▶ WHAT TO PRODUCE: Every record here needs to be retyped exactly.

* * * * *

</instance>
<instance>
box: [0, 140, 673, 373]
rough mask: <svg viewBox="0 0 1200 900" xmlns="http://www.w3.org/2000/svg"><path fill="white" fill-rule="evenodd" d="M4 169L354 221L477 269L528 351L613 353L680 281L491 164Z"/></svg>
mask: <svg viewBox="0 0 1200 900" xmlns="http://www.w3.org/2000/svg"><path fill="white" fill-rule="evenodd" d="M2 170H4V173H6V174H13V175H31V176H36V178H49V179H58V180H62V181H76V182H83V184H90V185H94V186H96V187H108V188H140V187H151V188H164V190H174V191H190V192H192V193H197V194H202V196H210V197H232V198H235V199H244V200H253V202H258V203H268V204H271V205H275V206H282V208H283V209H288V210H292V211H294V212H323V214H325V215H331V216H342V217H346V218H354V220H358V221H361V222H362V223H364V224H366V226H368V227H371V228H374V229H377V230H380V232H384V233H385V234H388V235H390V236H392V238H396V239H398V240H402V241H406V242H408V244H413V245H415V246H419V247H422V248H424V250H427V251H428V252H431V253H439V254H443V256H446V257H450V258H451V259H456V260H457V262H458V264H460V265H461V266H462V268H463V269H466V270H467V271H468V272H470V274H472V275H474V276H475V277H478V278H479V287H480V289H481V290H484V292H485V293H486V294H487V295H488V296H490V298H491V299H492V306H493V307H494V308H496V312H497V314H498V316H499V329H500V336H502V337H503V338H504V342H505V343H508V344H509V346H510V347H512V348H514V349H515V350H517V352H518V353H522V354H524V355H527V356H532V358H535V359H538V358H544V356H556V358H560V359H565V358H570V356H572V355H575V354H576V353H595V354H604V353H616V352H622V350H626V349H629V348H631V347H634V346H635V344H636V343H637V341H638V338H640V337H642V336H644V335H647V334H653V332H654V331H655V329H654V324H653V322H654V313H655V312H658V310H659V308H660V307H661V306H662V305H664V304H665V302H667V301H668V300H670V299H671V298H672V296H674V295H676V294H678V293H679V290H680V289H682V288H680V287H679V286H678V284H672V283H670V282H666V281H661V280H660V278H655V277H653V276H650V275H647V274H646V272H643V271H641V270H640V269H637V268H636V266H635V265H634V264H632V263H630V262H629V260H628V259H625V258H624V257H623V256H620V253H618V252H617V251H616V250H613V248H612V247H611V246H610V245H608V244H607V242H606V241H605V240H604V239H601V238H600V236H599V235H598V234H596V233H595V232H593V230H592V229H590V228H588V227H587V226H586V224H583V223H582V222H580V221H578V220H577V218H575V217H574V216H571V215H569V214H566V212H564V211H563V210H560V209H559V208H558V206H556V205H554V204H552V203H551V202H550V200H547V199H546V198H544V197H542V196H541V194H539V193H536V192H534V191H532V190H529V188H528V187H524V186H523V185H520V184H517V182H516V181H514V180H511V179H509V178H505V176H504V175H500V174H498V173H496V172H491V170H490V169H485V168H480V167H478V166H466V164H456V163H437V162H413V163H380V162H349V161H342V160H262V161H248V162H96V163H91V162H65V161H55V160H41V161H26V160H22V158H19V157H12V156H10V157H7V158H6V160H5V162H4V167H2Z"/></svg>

* * * * *

▶ SOLUTION TO THIS TASK:
</instance>
<instance>
box: [0, 140, 673, 373]
rough mask: <svg viewBox="0 0 1200 900" xmlns="http://www.w3.org/2000/svg"><path fill="white" fill-rule="evenodd" d="M4 169L354 221L477 269L528 351L613 353L680 281L491 164Z"/></svg>
mask: <svg viewBox="0 0 1200 900" xmlns="http://www.w3.org/2000/svg"><path fill="white" fill-rule="evenodd" d="M2 170H4V173H6V174H13V175H31V176H36V178H49V179H58V180H62V181H76V182H83V184H90V185H94V186H96V187H108V188H140V187H151V188H164V190H174V191H190V192H192V193H197V194H202V196H210V197H232V198H235V199H244V200H253V202H258V203H268V204H271V205H275V206H282V208H283V209H288V210H292V211H294V212H323V214H325V215H331V216H342V217H346V218H354V220H358V221H361V222H362V223H364V224H366V226H368V227H371V228H374V229H377V230H380V232H384V233H385V234H388V235H390V236H392V238H396V239H398V240H402V241H406V242H408V244H413V245H415V246H419V247H422V248H424V250H427V251H428V252H431V253H439V254H443V256H446V257H450V258H451V259H456V260H457V262H458V264H460V265H461V266H462V268H463V269H466V270H467V271H468V272H470V274H472V275H474V276H475V277H478V278H479V287H480V289H481V290H484V292H485V293H486V294H487V295H488V296H490V298H491V299H492V306H493V307H494V308H496V312H497V314H498V316H499V329H500V336H502V337H503V338H504V342H505V343H508V344H509V346H510V347H512V348H514V349H515V350H517V352H518V353H522V354H524V355H527V356H532V358H535V359H538V358H544V356H556V358H560V359H565V358H570V356H572V355H575V354H576V353H595V354H604V353H616V352H622V350H626V349H629V348H631V347H634V346H635V344H636V343H637V341H638V338H640V337H642V336H644V335H647V334H653V332H654V331H655V329H654V324H653V322H654V313H655V312H658V310H659V308H660V307H661V306H662V305H664V304H665V302H667V301H668V300H670V299H671V298H672V296H674V295H676V294H678V293H679V290H680V289H682V288H680V287H679V286H678V284H672V283H670V282H666V281H661V280H660V278H655V277H653V276H650V275H647V274H646V272H643V271H641V270H640V269H637V268H636V266H635V265H634V264H632V263H630V262H629V260H628V259H625V258H624V257H623V256H620V253H618V252H617V251H616V250H613V248H612V247H611V246H610V245H608V244H607V242H606V241H605V240H604V239H601V238H600V236H599V235H598V234H596V233H595V232H593V230H592V229H590V228H588V227H587V226H586V224H583V223H582V222H580V221H578V220H577V218H575V217H574V216H571V215H569V214H566V212H564V211H563V210H560V209H559V208H558V206H556V205H554V204H552V203H551V202H550V200H547V199H546V198H544V197H542V196H541V194H539V193H536V192H534V191H532V190H529V188H528V187H524V186H523V185H520V184H517V182H516V181H514V180H511V179H509V178H505V176H504V175H500V174H498V173H496V172H491V170H490V169H485V168H480V167H478V166H466V164H456V163H437V162H413V163H380V162H349V161H342V160H262V161H248V162H96V163H91V162H65V161H55V160H41V161H26V160H22V158H19V157H12V156H10V157H7V158H6V160H5V162H4V167H2Z"/></svg>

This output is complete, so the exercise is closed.